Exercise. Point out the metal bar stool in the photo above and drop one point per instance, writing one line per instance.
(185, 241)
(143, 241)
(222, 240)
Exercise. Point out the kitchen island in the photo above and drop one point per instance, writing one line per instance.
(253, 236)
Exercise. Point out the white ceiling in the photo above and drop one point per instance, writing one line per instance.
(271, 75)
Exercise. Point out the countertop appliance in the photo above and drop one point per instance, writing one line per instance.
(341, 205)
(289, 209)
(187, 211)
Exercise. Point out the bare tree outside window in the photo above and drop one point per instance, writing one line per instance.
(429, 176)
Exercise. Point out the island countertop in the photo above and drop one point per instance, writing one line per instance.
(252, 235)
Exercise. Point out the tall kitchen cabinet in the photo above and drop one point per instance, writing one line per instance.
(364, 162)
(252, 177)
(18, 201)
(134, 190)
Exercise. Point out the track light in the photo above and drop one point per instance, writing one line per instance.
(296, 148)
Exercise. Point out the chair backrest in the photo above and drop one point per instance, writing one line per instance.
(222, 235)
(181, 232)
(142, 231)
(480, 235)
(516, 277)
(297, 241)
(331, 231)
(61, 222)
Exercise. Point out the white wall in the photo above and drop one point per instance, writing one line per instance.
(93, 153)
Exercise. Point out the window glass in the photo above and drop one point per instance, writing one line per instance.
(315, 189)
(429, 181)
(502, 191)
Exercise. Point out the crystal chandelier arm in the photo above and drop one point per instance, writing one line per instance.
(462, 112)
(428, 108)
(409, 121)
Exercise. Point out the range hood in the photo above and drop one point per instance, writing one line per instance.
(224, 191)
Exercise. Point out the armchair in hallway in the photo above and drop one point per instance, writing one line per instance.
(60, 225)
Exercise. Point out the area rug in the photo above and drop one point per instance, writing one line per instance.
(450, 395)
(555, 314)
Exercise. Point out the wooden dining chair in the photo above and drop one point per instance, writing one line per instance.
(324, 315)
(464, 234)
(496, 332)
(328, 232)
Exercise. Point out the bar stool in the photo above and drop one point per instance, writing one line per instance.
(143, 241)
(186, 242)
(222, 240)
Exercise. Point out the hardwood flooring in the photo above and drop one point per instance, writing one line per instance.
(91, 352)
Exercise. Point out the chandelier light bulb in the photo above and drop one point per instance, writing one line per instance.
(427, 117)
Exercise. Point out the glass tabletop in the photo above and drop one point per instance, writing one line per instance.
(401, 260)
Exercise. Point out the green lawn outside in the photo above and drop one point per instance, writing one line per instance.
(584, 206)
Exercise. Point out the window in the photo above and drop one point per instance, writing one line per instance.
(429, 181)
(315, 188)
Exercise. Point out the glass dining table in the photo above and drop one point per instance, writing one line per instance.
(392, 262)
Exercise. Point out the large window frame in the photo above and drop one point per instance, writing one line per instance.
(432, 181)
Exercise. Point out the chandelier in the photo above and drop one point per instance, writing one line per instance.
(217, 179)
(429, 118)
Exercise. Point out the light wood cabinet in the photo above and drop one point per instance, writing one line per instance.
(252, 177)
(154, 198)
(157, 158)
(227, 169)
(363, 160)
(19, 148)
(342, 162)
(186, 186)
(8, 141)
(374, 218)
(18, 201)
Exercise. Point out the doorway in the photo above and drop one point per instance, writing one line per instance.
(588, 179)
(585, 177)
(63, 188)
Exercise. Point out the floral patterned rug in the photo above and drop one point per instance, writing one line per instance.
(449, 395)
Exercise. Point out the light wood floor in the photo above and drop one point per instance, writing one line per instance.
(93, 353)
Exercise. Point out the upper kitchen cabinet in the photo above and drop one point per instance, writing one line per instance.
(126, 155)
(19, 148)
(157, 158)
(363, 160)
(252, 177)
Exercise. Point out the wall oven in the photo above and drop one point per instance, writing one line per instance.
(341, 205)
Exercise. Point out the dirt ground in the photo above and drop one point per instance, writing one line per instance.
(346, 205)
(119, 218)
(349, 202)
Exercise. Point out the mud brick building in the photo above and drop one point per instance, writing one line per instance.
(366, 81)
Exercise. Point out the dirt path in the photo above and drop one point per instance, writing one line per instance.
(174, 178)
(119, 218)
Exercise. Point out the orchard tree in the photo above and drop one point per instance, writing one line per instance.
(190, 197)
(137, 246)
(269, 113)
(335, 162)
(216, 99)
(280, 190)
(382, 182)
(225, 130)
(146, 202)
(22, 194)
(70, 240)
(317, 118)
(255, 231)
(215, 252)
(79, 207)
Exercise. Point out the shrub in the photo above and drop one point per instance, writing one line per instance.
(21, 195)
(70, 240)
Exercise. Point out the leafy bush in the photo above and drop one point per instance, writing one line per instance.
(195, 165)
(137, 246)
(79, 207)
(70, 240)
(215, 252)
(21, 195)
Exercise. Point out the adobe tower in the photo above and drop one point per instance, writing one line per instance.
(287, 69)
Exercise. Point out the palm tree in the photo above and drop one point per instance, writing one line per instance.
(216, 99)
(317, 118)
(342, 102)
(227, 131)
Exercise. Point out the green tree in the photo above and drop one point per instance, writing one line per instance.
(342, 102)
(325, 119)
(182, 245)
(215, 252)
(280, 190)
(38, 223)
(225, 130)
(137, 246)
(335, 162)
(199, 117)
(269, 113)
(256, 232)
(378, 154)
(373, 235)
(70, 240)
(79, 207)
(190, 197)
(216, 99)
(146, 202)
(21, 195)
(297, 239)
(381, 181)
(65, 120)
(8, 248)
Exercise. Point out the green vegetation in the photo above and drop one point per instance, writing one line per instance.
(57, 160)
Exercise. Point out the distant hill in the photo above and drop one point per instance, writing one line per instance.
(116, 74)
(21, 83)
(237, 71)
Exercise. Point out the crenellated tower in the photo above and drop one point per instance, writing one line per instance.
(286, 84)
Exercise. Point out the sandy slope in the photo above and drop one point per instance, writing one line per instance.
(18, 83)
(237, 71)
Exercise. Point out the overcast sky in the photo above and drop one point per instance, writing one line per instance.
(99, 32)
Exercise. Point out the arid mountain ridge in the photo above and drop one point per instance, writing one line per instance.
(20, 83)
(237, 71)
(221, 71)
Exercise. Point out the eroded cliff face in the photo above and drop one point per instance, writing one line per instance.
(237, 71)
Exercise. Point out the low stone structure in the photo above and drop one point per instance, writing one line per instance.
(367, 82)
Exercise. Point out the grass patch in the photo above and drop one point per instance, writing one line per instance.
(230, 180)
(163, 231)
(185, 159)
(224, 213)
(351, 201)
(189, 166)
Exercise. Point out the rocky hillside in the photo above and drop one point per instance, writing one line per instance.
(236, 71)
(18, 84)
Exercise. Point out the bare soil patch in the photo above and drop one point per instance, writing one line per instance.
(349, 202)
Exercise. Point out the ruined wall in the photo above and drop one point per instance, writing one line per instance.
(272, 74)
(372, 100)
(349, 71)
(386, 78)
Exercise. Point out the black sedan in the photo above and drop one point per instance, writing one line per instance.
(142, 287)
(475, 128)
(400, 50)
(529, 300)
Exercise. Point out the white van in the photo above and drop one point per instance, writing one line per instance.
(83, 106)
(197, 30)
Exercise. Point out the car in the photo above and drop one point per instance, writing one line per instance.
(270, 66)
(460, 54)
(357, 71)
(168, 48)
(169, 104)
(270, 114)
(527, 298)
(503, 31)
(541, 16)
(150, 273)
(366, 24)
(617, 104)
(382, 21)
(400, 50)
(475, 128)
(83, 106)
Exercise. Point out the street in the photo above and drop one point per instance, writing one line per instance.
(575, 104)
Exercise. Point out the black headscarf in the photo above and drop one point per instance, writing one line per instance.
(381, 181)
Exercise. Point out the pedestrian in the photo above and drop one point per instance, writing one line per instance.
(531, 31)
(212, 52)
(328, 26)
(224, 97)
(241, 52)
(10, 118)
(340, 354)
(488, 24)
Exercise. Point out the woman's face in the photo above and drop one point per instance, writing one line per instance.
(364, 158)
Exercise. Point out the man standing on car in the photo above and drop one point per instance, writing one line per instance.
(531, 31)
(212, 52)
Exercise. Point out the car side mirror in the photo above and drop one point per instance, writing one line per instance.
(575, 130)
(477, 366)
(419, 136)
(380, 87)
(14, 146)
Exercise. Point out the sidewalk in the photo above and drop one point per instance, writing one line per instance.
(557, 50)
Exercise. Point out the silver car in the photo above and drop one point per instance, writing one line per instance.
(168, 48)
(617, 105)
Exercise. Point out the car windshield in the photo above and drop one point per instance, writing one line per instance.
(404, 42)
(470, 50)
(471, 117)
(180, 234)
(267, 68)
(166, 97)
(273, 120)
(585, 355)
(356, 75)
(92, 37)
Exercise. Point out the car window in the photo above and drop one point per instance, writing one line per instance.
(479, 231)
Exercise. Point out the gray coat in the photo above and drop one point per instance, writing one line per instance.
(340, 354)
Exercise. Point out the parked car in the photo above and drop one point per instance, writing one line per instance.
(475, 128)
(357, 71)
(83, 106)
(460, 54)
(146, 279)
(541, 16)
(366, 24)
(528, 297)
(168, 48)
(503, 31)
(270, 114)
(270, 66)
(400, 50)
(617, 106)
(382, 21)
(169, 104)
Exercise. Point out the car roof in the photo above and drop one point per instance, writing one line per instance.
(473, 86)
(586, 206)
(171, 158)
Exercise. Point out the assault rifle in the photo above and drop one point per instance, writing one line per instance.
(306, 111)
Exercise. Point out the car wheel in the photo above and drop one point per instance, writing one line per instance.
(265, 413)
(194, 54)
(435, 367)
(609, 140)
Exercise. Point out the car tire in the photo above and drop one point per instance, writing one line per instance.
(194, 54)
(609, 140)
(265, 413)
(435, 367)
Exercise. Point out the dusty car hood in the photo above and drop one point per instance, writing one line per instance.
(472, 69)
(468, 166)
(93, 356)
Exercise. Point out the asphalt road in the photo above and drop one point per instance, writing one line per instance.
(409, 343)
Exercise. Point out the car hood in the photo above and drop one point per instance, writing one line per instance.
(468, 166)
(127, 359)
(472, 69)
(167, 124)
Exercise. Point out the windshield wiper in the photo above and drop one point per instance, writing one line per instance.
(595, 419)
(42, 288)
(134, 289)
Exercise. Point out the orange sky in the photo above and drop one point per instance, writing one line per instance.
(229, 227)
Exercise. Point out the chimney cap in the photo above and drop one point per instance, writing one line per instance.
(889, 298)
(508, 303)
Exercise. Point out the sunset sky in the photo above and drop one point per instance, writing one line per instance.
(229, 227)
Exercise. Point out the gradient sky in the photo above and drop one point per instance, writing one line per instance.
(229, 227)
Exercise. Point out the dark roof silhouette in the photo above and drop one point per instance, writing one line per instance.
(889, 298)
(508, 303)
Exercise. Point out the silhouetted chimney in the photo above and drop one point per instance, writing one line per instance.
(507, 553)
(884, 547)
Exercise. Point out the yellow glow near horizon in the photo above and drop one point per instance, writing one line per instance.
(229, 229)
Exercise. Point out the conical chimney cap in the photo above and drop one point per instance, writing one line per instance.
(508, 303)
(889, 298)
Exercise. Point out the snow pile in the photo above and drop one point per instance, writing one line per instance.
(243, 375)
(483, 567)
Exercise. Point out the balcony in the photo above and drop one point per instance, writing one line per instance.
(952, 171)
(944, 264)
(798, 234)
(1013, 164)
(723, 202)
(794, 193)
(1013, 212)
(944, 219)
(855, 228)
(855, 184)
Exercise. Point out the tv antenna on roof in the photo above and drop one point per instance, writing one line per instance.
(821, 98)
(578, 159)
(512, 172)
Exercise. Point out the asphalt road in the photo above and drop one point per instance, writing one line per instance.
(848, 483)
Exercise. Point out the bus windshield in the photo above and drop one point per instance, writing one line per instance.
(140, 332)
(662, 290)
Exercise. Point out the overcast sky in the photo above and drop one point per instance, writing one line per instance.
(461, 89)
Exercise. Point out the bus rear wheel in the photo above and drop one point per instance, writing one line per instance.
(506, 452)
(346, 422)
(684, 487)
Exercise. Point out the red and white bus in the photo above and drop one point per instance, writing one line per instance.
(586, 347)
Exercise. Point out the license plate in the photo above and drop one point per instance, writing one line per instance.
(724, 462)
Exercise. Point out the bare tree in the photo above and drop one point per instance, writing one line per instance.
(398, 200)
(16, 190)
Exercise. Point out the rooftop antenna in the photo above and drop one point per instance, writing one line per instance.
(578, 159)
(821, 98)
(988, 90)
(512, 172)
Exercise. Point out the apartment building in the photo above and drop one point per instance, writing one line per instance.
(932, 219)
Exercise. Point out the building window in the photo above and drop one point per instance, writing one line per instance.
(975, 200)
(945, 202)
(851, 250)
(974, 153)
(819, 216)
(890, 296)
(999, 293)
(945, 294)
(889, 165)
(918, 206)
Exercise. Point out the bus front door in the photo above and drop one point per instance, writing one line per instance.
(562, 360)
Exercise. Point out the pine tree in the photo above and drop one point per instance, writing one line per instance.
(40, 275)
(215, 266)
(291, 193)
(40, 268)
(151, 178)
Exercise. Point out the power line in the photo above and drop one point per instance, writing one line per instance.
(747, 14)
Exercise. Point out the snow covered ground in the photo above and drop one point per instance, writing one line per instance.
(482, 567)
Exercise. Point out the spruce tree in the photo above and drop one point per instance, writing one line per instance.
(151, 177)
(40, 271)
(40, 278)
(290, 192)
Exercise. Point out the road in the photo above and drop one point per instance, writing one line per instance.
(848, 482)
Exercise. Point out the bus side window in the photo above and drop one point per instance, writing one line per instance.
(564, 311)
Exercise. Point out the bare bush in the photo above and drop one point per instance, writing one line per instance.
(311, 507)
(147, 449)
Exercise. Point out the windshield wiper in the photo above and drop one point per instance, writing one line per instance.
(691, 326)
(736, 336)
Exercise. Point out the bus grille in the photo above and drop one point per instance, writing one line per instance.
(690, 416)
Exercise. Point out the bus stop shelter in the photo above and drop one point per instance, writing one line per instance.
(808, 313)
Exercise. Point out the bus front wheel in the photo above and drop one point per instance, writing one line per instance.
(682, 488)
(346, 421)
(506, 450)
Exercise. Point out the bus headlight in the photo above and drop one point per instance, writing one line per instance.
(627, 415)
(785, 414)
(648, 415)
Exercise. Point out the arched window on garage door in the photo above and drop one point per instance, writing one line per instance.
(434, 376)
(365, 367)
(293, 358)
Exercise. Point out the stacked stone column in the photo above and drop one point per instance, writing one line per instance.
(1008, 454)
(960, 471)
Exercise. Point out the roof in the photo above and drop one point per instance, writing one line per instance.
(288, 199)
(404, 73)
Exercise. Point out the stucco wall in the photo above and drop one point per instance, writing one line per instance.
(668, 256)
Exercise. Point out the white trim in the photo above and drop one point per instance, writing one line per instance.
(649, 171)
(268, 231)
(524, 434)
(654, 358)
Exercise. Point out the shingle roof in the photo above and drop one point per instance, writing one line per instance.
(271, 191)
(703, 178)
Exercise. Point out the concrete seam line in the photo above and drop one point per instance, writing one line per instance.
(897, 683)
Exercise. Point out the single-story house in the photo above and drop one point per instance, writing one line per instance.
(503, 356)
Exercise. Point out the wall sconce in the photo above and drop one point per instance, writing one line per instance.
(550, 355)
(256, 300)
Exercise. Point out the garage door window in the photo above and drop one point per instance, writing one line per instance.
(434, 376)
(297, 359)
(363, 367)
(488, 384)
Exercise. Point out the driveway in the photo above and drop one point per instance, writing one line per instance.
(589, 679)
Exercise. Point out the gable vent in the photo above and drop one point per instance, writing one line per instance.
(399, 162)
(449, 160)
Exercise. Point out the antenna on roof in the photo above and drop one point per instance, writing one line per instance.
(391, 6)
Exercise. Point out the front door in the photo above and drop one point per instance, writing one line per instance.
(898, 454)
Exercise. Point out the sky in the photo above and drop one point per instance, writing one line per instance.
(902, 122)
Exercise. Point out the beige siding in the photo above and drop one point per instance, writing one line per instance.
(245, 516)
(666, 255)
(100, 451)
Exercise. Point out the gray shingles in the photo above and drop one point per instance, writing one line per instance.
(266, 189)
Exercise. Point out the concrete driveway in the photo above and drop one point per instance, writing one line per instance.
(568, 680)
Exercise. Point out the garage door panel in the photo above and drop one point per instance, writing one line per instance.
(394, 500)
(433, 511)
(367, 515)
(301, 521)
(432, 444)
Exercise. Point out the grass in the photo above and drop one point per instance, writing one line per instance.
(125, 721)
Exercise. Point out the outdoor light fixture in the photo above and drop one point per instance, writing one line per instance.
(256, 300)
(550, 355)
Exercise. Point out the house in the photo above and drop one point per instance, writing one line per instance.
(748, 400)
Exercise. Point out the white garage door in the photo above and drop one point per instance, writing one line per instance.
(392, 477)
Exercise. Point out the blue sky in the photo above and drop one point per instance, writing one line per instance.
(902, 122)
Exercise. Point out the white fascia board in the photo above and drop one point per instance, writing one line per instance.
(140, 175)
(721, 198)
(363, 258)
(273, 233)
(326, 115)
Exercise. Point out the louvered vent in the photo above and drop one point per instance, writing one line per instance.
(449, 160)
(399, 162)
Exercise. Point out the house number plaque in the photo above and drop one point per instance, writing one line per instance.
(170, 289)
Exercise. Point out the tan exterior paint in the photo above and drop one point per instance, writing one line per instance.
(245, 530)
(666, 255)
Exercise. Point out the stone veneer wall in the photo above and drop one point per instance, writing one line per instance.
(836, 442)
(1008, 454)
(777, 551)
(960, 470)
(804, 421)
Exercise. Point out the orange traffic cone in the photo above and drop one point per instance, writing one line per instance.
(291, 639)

EXERCISE BRIEF: Could you quote, exactly as they appear, the line containing "Exercise. Point out the house number" and every line after it to the end of the records above?

EXPECTED ANSWER:
Exercise. Point out the house number plaque in the photo above and drop one point per instance, writing one line per instance.
(170, 289)
Exercise. Point out the tan exterior paint in the photo above and drop one point per instance, writing one line per instance.
(245, 530)
(666, 255)
Exercise. Point out the stone veneer wall in the photo above and drop one point per instance, writing one line per instance.
(836, 442)
(1008, 454)
(777, 551)
(960, 470)
(804, 421)
Exercise. Point out the orange traffic cone in the photo above and drop one point per instance, writing one line per instance.
(291, 639)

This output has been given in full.